Passage provided
···
Manheru can be sure he has Mutasa on
his side. He has been
issuing fresh offer letters left, right and centre to
anyone, so long as he
is a potential supporter.
In
Manheru's scheme of things, the purpose of land reform was
not about
productivity but an issue of cultural identity.
We wonder
what secret deals he is making from the anarchy on the
farms. Don't you
think we need a probe there Dr Mahoso?
Zimbabwe had
another visit recently from one of those
Pan-Africanist solidarity merchants
who are paid to see nothing, hear
nothing and say nothing of the truth
during their tour.
"The purpose of our visit," said
Canadian-based Global Afrikan
Congress chair Cikia Thomas, "is to express
solidarity with the people and
government of Zimbabwe for the work that the
people and the government are
doing towards self-determination in
Zimbabwe."
This comes at a time when Zimbabwe is completely
dependent upon
the goodwill of other countries for its food and fuel
supplies. It used to
be self-sufficient, but now, thanks to the policies
Thomas endorses, it is a
beggar state.
What we want to
know is who funded Thomas's visit here? We are
sure in the interests of
honesty he will disclose that for us. We would hate
to think he is not his
own man. And what objection does he have to living in
his homeland of
Jamaica?
Thomas said he expected to see people begging in
Harare.
"That is the impression we got from the Western media
but we
didn't see that."
···
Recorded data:
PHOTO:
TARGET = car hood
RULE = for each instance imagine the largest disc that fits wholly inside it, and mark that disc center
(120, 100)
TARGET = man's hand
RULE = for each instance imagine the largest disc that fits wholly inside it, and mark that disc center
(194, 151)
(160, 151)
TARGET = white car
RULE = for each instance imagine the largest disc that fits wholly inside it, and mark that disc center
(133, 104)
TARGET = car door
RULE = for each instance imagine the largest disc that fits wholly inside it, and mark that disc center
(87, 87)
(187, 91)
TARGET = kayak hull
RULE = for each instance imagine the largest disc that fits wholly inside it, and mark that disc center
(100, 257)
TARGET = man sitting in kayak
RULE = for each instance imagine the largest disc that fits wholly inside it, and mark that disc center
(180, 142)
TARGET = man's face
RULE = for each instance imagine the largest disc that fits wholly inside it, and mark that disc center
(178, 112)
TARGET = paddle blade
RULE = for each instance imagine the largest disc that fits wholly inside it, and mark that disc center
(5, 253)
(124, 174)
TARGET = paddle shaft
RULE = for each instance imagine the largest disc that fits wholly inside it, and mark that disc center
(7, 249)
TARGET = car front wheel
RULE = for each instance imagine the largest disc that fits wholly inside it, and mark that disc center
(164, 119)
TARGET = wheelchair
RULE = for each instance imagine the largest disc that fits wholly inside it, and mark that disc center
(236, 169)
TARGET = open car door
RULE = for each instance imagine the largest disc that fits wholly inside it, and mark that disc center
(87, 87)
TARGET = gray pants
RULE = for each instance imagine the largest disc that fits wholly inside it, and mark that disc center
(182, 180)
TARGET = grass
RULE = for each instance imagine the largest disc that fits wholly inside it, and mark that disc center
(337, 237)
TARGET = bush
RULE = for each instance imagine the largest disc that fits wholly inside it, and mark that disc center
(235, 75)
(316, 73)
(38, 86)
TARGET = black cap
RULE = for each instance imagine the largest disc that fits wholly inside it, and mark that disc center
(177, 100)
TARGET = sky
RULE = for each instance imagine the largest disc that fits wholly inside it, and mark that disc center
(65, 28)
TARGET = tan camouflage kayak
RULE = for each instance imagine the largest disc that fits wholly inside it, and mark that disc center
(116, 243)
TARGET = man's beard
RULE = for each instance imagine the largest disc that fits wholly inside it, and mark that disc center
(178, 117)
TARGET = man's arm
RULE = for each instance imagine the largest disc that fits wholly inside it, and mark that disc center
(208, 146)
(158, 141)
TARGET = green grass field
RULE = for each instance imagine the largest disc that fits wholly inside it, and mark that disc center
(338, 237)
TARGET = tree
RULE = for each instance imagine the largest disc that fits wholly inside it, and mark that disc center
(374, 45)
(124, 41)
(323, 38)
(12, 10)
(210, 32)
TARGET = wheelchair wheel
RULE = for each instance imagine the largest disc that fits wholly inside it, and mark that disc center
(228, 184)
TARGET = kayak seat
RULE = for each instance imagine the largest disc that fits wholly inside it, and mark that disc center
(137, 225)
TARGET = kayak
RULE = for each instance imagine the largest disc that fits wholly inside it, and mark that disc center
···
Required work
Reproduce the entire column about Zimbabwe word for word. Rely only on the column about Zimbabwe.

Result of the task
Manheru can be sure he has Mutasa on
his side. He has been
issuing fresh offer letters left, right and centre to
anyone, so long as he
is a potential supporter.
In
Manheru's scheme of things, the purpose of land reform was
not about
productivity but an issue of cultural identity.
We wonder
what secret deals he is making from the anarchy on the
farms. Don't you
think we need a probe there Dr Mahoso?
Zimbabwe had
another visit recently from one of those
Pan-Africanist solidarity merchants
who are paid to see nothing, hear
nothing and say nothing of the truth
during their tour.
"The purpose of our visit," said
Canadian-based Global Afrikan
Congress chair Cikia Thomas, "is to express
solidarity with the people and
government of Zimbabwe for the work that the
people and the government are
doing towards self-determination in
Zimbabwe."
This comes at a time when Zimbabwe is completely
dependent upon
the goodwill of other countries for its food and fuel
supplies. It used to
be self-sufficient, but now, thanks to the policies
Thomas endorses, it is a
beggar state.
What we want to
know is who funded Thomas's visit here? We are
sure in the interests of
honesty he will disclose that for us. We would hate
to think he is not his
own man. And what objection does he have to living in
his homeland of
Jamaica?
Thomas said he expected to see people begging in
Harare.
"That is the impression we got from the Western media
but we
didn't see that."